Problem description. Can you rewrite the records below so that every "detect" becomes "locate" and nothing else changes?

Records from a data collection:

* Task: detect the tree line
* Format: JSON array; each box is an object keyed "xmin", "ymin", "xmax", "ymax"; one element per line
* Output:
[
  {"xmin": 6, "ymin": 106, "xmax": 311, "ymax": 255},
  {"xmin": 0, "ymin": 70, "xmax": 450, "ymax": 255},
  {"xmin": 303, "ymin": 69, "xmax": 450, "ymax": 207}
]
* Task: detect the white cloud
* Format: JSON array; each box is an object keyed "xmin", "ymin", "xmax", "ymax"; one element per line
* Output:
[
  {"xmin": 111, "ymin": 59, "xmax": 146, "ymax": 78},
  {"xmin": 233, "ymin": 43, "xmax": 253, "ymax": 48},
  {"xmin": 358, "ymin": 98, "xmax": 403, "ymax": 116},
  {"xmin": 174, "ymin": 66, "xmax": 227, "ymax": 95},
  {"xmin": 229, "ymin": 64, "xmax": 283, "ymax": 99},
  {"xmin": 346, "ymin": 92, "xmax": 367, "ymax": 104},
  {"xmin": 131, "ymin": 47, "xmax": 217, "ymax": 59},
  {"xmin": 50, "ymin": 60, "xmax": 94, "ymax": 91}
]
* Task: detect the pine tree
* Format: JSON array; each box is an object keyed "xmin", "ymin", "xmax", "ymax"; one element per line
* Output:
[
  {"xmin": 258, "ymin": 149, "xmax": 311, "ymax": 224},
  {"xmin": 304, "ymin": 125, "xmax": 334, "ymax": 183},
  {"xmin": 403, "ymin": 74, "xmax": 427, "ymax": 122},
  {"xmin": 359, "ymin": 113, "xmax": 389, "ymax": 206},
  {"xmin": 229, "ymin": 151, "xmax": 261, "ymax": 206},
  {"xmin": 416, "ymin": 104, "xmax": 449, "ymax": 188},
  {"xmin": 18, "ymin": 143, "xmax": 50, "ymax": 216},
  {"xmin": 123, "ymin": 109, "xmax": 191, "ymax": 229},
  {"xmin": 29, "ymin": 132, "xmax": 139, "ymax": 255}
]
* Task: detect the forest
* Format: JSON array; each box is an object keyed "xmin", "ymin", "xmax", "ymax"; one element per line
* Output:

Expected answer.
* Task: locate the tree line
* Format: JSON array; each box is an object keyed "xmin", "ymin", "xmax", "ymax"; one element per line
* Output:
[
  {"xmin": 6, "ymin": 106, "xmax": 311, "ymax": 255},
  {"xmin": 0, "ymin": 70, "xmax": 450, "ymax": 255},
  {"xmin": 303, "ymin": 69, "xmax": 450, "ymax": 207}
]
* Task: locate the white cloud
* Format: JSON array; each box is an object keyed "xmin", "ymin", "xmax", "ymax"; one element per line
* Output:
[
  {"xmin": 111, "ymin": 59, "xmax": 146, "ymax": 78},
  {"xmin": 233, "ymin": 43, "xmax": 253, "ymax": 48},
  {"xmin": 358, "ymin": 98, "xmax": 403, "ymax": 116},
  {"xmin": 174, "ymin": 66, "xmax": 227, "ymax": 95},
  {"xmin": 229, "ymin": 64, "xmax": 283, "ymax": 99},
  {"xmin": 346, "ymin": 92, "xmax": 367, "ymax": 104},
  {"xmin": 131, "ymin": 47, "xmax": 217, "ymax": 59},
  {"xmin": 50, "ymin": 60, "xmax": 94, "ymax": 91}
]
* Task: locate the pine tree
* Format: JSON array; each box is an object keyed "xmin", "ymin", "xmax", "ymax"; one element per line
* Output:
[
  {"xmin": 258, "ymin": 149, "xmax": 311, "ymax": 224},
  {"xmin": 304, "ymin": 125, "xmax": 334, "ymax": 183},
  {"xmin": 403, "ymin": 74, "xmax": 427, "ymax": 122},
  {"xmin": 359, "ymin": 113, "xmax": 389, "ymax": 206},
  {"xmin": 229, "ymin": 151, "xmax": 261, "ymax": 206},
  {"xmin": 416, "ymin": 104, "xmax": 449, "ymax": 188},
  {"xmin": 18, "ymin": 143, "xmax": 50, "ymax": 216},
  {"xmin": 123, "ymin": 109, "xmax": 191, "ymax": 229},
  {"xmin": 29, "ymin": 132, "xmax": 139, "ymax": 255}
]
* Task: locate the forest
* Format: JSON array; each box is an object keyed "xmin", "ymin", "xmax", "ymax"; one element per line
* Output:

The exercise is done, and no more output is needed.